Work instructions: Set down all of the entries word for word, omitting the images they contain.

Dataset extract:
__________________________________________________

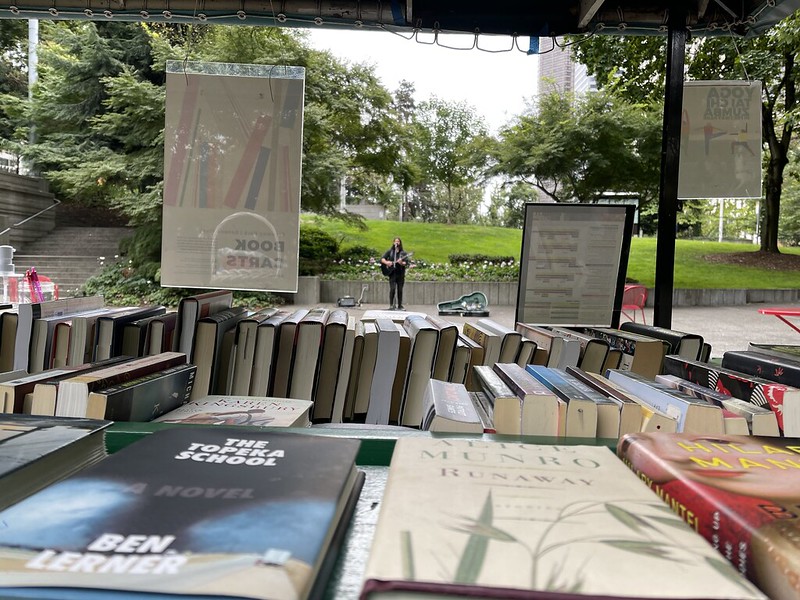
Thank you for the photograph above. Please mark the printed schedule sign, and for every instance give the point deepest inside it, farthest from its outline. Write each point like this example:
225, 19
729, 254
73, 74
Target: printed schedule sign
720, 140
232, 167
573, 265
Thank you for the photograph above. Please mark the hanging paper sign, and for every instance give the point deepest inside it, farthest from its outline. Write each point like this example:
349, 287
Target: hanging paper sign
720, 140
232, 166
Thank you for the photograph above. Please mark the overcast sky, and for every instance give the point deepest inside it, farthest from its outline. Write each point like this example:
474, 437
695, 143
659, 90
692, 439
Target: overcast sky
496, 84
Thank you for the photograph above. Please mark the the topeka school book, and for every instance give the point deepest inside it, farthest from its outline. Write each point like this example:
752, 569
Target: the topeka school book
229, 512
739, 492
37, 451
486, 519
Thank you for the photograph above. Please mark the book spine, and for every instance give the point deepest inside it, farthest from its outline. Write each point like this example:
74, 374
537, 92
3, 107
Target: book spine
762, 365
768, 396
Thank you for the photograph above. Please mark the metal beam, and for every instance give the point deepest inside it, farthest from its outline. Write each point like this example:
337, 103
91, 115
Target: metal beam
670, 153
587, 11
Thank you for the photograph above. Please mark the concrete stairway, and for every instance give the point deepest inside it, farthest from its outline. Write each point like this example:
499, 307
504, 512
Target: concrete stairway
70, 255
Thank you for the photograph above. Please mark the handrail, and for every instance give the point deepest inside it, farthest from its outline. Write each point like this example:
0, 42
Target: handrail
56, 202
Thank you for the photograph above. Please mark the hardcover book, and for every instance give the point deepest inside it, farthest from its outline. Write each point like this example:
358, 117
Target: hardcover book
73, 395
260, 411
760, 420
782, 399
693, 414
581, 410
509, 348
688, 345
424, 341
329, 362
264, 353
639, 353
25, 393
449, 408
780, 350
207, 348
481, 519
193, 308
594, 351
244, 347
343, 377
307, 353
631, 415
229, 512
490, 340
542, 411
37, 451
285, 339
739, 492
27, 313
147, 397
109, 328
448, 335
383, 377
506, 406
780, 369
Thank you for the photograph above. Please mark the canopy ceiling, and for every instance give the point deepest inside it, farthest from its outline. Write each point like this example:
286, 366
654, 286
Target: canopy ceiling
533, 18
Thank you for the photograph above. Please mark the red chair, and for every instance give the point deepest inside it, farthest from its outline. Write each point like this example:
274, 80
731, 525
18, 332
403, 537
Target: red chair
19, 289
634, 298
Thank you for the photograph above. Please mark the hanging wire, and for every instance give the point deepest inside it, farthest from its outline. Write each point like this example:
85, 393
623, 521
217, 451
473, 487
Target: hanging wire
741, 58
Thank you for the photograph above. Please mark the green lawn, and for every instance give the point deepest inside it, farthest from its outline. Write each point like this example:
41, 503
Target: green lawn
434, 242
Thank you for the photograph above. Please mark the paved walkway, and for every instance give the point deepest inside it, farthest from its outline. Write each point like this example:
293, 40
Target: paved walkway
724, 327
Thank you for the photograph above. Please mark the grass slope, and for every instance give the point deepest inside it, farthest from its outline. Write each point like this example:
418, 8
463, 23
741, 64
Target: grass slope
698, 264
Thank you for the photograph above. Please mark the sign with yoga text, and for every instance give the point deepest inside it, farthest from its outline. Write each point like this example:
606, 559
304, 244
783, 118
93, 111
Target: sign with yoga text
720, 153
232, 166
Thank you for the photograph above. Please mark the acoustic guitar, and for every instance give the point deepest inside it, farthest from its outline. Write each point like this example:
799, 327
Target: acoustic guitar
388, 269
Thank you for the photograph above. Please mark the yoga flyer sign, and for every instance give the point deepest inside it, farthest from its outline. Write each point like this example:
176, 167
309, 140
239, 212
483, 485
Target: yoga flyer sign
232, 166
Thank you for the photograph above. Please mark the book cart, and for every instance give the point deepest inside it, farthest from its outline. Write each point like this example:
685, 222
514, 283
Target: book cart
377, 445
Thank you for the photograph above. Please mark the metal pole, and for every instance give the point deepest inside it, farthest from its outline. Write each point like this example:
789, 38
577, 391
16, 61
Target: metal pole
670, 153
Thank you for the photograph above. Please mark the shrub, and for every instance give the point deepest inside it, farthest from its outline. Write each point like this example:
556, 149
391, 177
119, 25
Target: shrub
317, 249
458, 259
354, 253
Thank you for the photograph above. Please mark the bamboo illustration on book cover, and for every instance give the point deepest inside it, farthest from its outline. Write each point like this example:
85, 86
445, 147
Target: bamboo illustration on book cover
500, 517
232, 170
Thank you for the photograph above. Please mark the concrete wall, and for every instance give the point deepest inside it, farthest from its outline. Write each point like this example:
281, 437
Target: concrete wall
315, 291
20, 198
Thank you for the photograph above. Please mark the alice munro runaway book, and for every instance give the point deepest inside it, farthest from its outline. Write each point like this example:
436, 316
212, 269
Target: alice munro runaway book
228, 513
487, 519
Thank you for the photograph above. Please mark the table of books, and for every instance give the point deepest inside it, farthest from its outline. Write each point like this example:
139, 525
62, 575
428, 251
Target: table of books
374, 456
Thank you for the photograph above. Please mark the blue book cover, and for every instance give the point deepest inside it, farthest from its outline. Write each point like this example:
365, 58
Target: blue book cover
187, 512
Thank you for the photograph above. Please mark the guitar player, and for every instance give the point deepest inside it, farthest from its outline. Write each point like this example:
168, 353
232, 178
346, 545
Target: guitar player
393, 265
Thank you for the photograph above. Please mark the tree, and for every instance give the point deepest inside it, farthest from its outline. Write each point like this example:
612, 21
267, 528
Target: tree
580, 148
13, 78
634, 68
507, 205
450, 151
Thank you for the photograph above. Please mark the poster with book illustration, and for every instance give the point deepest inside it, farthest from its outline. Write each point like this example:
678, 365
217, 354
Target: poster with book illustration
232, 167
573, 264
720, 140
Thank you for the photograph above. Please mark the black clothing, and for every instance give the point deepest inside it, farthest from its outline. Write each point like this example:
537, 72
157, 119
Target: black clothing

__________________________________________________

Written solution:
Thank you for the photograph above. Please mark the printed schedule sign, and for every instance give the point deepest inside it, farthest from its outline. Write each point like this example:
225, 19
729, 254
73, 74
Target: printed schedule sign
720, 140
232, 167
573, 265
Thank you for the photograph above. Please mark the hanging paper sign, and for every instance give the point deepest inside it, farthest from its outline. Write each point like this example:
349, 287
Target: hanging paper sign
720, 140
232, 166
Thank you for the photograph above. Please mark the overcast sky, and for every instance give the point deepest inside it, farthest from its outline. Write each point like this example:
474, 437
695, 143
659, 90
692, 439
Target: overcast sky
496, 84
Thank you for the photograph above. Please mark the the topeka school book, and for every instance give the point deepest inside it, farthest from its outline. Write each point like this example:
752, 569
Target: the topeka school book
229, 512
739, 492
37, 451
486, 519
Thank you for the photograph above. Please mark the book spine, and for every instance give the point deepest inside it, farthest from its outline. Write each point like this example:
74, 374
537, 92
3, 107
Target: book spine
762, 365
768, 396
Thank you for the photograph above. Please mark the metal beam, and for every instance give the point deepest inside it, farthest from its outline. Write each point like this example:
337, 103
91, 115
Target: metal beam
670, 153
587, 11
Thank you for the photograph above. Please mark the concrete stairway, and for every instance give the point deepest inside it, farthest from its outline. Write each point like this example:
499, 307
504, 512
Target: concrete stairway
70, 255
Thank you for the photograph above. Please mark the handrail, and for every instance give the point deepest inside it, farthest from its outline. Write each point like this example:
0, 42
Target: handrail
56, 202
Thank you for the photograph above. Please mark the hardcover book, and for every instance give the point deepest inside it, farthest from its outline. Write each point like this example:
358, 117
Target: hardcover book
73, 395
260, 411
760, 420
782, 399
693, 414
581, 410
509, 348
688, 345
424, 341
329, 362
264, 353
639, 353
25, 393
449, 408
780, 350
207, 348
481, 519
193, 308
594, 351
244, 347
343, 377
307, 353
631, 415
229, 512
490, 340
542, 411
37, 451
285, 339
739, 492
27, 313
147, 397
109, 328
448, 335
383, 377
506, 406
780, 369
Thank you for the photograph above. Please mark the canopy ceiling, and for every instance give the point deepest inside it, farthest from its outline. Write each point like this example:
286, 366
654, 286
Target: canopy ceiling
533, 18
Thank you for the photograph above. Please mark the red chair, and for every instance give the point deepest inside it, farthest from its outline. Write each point like this example:
274, 80
731, 525
18, 332
403, 537
Target: red chair
19, 289
634, 298
Thank you for the photograph above. Please mark the hanging wire, and for every instance give the point deepest inside it, farthest from its outline. Write each point like this example:
85, 393
623, 521
217, 451
473, 487
Target: hanging wire
741, 58
Thank you for the photograph above. Please mark the green lawn, and for every instance give the point deepest inside it, farthest from its outline. Write each point like this example:
41, 503
Target: green lawn
434, 242
Thank you for the photograph above. Please mark the paved walkway, and for every instance give the point deepest inside it, farthest from its outline. Write each point like this example:
293, 40
Target: paved walkway
724, 327
Thank you for the photograph above. Please mark the grass slope, and for every instance give the point deepest inside it, farthest from its outline. Write each point like this example:
418, 8
463, 23
741, 64
Target: grass slope
698, 264
Thank you for the photograph above. Please mark the sign with yoga text, and for every instance give the point deepest inside it, farthest from its outline. Write each point like this example:
606, 559
304, 244
783, 118
93, 111
Target: sign with yoga text
720, 153
232, 166
Thank you for the photograph above. Please mark the acoustic guitar, and for every instance give the point deepest inside it, farthest from its outline. Write each point like this example:
799, 327
Target: acoustic guitar
388, 269
Thank you for the photograph above. Please mark the yoga flyer sign, and for every instance give the point deepest inside it, farthest from its outline. Write each point like this example:
176, 167
309, 140
239, 212
483, 485
Target: yoga flyer sign
232, 166
Thank you for the photograph above. Please mark the book cart, and for every instance give the point deepest inside it, farthest from its outline. Write each point like this example:
685, 222
514, 283
Target: book cart
377, 445
Thank you for the photograph above. Please mark the metal pole, and for every instance give the point deepest inside it, farthest from its outline. Write each point like this example:
789, 38
577, 391
16, 61
Target: metal pole
670, 153
Thank you for the photograph above. Please mark the shrub, and for every instance give the point deepest inside it, farthest from its outline. Write each point like this example:
556, 149
391, 177
119, 25
Target: shrub
317, 249
458, 259
354, 253
Thank you for the photograph above. Please mark the bamboo illustration on book cover, and for every instance give the point deepest inside it, farthest from its outline. Write each point like this example:
85, 86
445, 147
Target: bamboo illustration on book cover
500, 517
232, 170
Thank you for the photograph above. Please mark the concrete wall, and for every instance give the point deepest inside it, farthest from its outline. Write each point like this example:
281, 437
Target: concrete wall
315, 291
20, 198
Thank you for the photograph above. Please mark the alice munro runaway book, and for every instance give the point deepest inside it, farthest from its outline. Write each point like this example:
436, 316
212, 269
Target: alice munro runaway book
228, 513
487, 519
Thank you for the photograph above. Please mark the table of books, and for every instance give the point deepest inside it, farthest from its outline. Write each point like this example:
139, 525
62, 575
428, 251
Target: table of books
374, 456
Thank you for the photograph above. Please mark the blue book cover, and for every instance give the point deepest inside it, farthest from its outline. Write each point like this example:
365, 58
Target: blue book cover
187, 512
Thank you for the photograph above. Please mark the guitar player, and for every instance give the point deepest inside it, farthest from its outline. Write each point like this example:
168, 353
232, 178
346, 545
Target: guitar player
393, 265
Thank you for the photograph above. Please mark the tree, and for every instance give the point deepest inside it, farthest from its outline. Write each point like this example:
612, 21
267, 528
Target: tree
580, 148
13, 78
634, 68
507, 205
450, 151
Thank you for the photograph above. Please mark the poster with book illustration, and for every instance give the point deepest inside it, farthest from its outline. Write each point like this example:
678, 365
217, 354
Target: poster with book illustration
232, 167
573, 264
720, 140
Thank you for the photograph above. Please mark the black clothing, and for every instance give the point deepest inside it, farthest from its outline. Write each point like this example:
537, 72
157, 119
Target: black clothing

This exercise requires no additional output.